YOUR INSTRUCTIONS:
Would you repeat every line of the data exactly?

WORKING DATA:
Content starts

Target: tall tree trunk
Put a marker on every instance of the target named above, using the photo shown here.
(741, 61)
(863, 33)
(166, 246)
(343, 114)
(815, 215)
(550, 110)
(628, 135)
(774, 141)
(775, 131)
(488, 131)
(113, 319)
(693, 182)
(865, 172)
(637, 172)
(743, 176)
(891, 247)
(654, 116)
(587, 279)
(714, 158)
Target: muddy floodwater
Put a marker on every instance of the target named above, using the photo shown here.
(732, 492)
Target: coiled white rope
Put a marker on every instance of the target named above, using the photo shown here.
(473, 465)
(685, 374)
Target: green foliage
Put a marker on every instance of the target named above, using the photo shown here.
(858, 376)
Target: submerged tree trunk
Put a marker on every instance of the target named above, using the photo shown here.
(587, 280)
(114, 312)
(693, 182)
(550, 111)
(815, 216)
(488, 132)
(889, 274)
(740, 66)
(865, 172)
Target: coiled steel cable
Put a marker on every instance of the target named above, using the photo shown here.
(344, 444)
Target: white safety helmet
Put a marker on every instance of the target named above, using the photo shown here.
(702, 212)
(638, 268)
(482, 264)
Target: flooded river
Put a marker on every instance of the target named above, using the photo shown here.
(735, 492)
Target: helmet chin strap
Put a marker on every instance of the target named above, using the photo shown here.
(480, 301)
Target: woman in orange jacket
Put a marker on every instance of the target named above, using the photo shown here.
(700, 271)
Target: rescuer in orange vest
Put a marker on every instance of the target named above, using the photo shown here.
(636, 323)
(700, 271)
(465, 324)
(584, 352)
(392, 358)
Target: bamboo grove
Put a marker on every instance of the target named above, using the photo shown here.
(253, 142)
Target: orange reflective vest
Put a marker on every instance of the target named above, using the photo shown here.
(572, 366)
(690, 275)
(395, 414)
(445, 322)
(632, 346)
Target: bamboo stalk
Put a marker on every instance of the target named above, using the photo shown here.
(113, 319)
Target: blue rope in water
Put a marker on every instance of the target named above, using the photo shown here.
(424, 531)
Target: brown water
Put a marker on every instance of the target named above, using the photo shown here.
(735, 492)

Content ends

RESPONSE TO THIS EXERCISE:
Target: tall tree trunk
Put a marker on every instance of the target named above, using the photo shown here.
(741, 61)
(863, 33)
(166, 246)
(343, 114)
(815, 215)
(550, 110)
(628, 135)
(774, 141)
(775, 131)
(488, 131)
(113, 319)
(693, 182)
(865, 172)
(637, 172)
(743, 176)
(891, 247)
(654, 116)
(587, 279)
(714, 158)
Target: muddy floodwater
Put a marker on every instance of the target named above, using the photo shown here.
(732, 492)
Target: coiled white rope
Put a marker on every instance of the target named above, using the photo shown here.
(473, 465)
(685, 374)
Target: green foliage
Put a marker on every instance of the target named above, using the photo shown here.
(858, 376)
Target: submerged tree trunk
Put a marker on every instance of the target named above, using the photo shown here.
(587, 280)
(114, 312)
(693, 182)
(550, 111)
(815, 216)
(488, 132)
(889, 274)
(740, 66)
(865, 172)
Target: coiled steel cable
Put a marker on every instance of the target named above, using the photo shown here.
(344, 444)
Target: white safety helmet
Put a marker on every instance of the target named above, using the photo shown here.
(702, 212)
(638, 268)
(482, 264)
Target: flooded river
Put a marker on every instance of the target named above, using the photo shown here.
(735, 492)
Target: helmet chin strap
Put a marker on every instance of the target named above, using the photo shown here.
(480, 301)
Target: woman in orange jacket
Put a marker on every instance of the target named above, using the photo shown here.
(700, 271)
Target: rescuer in orange vest
Put a marker on every instance of the target named above, using the photo shown here.
(636, 323)
(700, 271)
(465, 324)
(584, 352)
(392, 358)
Target: bamboo grove
Put a marker on every instance of the target named above, using the photo shown here.
(253, 142)
Target: orange reflective vest
Put a marker on every instance of the target named above, using the photo shown here.
(572, 366)
(690, 275)
(395, 414)
(445, 322)
(632, 346)
Target: bamboo stalk
Put a marker on every instance of the target named above, using the photo shown here.
(113, 319)
Target: blue rope in water
Put a marker on every instance of the target named above, using the photo shown here.
(424, 531)
Target: brown water
Put a marker on every instance of the target named above, using the photo shown here.
(735, 492)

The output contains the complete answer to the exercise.